Conditions of the Cornea
Conditions of the Cornea
Steven Silverstein MD, FACS is a fellowship trained cornea specialist. He is an internationally renowned expert, often engaged to consult with medical companies and educate physicians around the world regarding cornea afflictions and treatment.
A healthy cornea is critical to your vision and general health. When your cornea is damaged by injury, infection or disease, your ability to focus is compromised because the incoming light can be distorted or blocked. Some corneal issues cause pain, others are only detected by your physician during a comprehensive eye exam.
Symptoms of corneal issues include:
- Blurred or reduced vision
- Pain in the eye
- Stinging or burning in the eye
- Sensitivity to light
- Redness or inflammation in the eye
- Swollen eyelids
- Sensation of a foreign object in the eye
- Increased tear production
- Headache, nausea, fatigue
If you experience any of these symptoms, seek help from an eye care professional.
PROKERA is offered to our patients with a poorly healing cornea from trauma, infection, and inflammation. PROKERA is a special type of contact lens made of amniotic tissue. It’s a biologic corneal bandage which has natural therapeutic actions known to heal the eye faster with less pain, scarring and inflammation, and it’s applied with a simple procedure and is easily inserted and removed in our office. Once removed, the cornea is rejuvenated so you can see and feel better.
PROKERA is similar to a contact lens and is made of amniotic tissue, which is known for its natural therapeutic actions. The amniotic tissue used in PROKERA is provided by a tissue bank regulated by the FDA and has passed numerous quality control tests making it safe and effective. It is the only U.S. Food and Drug Administration (FDA)-cleared therapeutic device that reduces inflammation and promotes healing. For more information visit www.prokerainfo.com.
Cornea Transplant Surgery
If your cornea is badly damaged, you may be a candidate for a transplant. Cornea transplant surgery, also known as corneal grafting, involves replacing a damaged or diseased cornea with donated corneal tissue, either partially or entirely. The majority of cornea transplants result in significant improvement in visual function for many years or a lifetime.
Oculoplastic surgery is performed to treat abnormalities of the eyelid and face, the lacrimal (tear duct) system and the orbit in patients of all ages whose vision or lifestyle are affected. Cosmetic options such as Botox® and Latisse® are also available.
Common Corneal Afflictions
CORNEAL ABRASIONS: Caused by trauma to the eye, abrasions tend to be quite painful, and put the cornea at risk for infection (corneal ulcer). This condition must be treated immediately.

* **RECORDED INFORMATION**:
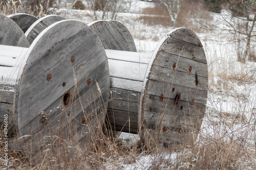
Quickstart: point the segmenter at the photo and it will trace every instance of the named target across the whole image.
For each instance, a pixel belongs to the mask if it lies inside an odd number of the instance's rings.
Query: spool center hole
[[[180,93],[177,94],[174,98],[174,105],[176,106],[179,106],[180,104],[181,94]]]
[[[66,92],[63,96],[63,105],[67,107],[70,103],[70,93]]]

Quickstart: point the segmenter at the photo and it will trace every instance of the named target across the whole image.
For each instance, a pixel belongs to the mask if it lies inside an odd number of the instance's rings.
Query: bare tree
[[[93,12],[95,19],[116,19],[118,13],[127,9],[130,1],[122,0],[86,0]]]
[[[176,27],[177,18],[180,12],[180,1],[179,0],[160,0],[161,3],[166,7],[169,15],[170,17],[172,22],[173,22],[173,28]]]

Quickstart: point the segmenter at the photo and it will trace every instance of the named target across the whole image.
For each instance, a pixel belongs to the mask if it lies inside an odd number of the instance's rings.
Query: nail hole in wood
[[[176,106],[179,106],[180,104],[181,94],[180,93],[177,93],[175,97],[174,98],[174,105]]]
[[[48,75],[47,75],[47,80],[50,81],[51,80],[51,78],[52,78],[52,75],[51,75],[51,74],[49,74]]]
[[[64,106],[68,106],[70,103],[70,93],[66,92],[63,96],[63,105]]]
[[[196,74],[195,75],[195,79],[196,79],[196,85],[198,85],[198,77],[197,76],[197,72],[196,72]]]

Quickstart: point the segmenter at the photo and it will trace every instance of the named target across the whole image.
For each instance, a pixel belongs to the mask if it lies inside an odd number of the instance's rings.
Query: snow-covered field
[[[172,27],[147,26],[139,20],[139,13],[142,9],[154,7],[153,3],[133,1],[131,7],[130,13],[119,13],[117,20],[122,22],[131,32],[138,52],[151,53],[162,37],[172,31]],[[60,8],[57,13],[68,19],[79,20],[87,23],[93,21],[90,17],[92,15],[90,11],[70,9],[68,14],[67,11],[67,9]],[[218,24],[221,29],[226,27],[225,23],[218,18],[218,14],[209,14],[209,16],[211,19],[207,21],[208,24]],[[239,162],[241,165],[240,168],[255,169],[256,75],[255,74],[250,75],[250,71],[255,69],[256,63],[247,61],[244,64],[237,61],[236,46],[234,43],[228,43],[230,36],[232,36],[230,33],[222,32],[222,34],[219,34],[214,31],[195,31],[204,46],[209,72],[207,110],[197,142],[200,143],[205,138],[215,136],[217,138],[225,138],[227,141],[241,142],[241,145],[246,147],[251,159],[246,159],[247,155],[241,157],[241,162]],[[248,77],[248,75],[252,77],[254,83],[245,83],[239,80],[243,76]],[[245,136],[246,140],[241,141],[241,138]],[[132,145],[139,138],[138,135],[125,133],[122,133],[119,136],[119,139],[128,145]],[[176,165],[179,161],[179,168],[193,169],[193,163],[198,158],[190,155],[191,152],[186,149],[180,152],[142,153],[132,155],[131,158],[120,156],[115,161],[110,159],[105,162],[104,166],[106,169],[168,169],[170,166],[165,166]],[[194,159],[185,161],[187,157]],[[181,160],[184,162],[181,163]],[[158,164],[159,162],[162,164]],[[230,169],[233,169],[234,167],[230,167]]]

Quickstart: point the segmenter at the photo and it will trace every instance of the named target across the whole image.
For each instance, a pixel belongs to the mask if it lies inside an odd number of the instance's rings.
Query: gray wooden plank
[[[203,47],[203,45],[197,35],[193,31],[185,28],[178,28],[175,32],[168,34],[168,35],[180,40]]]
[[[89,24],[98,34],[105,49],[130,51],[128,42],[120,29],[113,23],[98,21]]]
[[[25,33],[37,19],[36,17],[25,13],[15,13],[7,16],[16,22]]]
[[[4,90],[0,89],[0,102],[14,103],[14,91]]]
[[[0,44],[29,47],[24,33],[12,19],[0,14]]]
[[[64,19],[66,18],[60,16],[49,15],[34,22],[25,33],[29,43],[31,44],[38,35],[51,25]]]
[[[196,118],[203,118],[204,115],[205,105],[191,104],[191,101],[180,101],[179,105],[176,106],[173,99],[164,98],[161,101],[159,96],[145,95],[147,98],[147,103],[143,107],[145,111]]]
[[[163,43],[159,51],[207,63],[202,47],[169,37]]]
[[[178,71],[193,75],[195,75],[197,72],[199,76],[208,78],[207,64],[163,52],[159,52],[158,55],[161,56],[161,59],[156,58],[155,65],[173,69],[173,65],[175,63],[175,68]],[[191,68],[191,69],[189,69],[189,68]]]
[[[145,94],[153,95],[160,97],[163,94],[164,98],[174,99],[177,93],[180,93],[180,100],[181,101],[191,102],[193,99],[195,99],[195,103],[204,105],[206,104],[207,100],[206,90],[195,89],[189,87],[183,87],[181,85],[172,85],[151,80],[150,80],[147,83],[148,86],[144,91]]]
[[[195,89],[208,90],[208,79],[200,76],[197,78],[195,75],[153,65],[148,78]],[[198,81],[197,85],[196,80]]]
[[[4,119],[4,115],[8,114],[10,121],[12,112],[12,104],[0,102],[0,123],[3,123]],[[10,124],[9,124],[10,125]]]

* **WORK INSTRUCTION 1**:
Can you sum up the page on corneal conditions above in two sentences?
* **WORK INSTRUCTION 2**:
Could you carry on the page on corneal conditions, picking up right after its last sentence?

* **ANSWER SECTION 1**:
When the cornea is damaged by injury, infection or disease, incoming light can be distorted or blocked, and symptoms such as blurred vision, eye pain, light sensitivity or increased tearing call for help from an eye care professional. Treatments described include PROKERA, an FDA-cleared bandage of amniotic tissue similar to a contact lens for poorly healing corneas, and cornea transplant surgery, which replaces damaged tissue with donated tissue and in most cases significantly improves vision for many years or a lifetime.

* **ANSWER SECTION 2**:
CORNEAL DYSTROPHY: Often a genetic, sometimes progressive disorder in which abnormal material accumulates in the cornea. Some dystrophies are asymptomatic; while other cases may require medication, laser therapy or corneal transplantation.
CORNEAL ULCER: A severe infection, often common in contact lens wearers. Most corneal ulcers can be treated with topical antibiotics, but corneal ulcers sometimes cause permanent scarring requiring corneal transplantation.
KERATOCONUS: A gradual thinning of the cornea’s round dome structure, causing a cone-like protrusion and blurred vision. Special contact lenses may fix the issue, but a corneal transplant may be required in severe cases.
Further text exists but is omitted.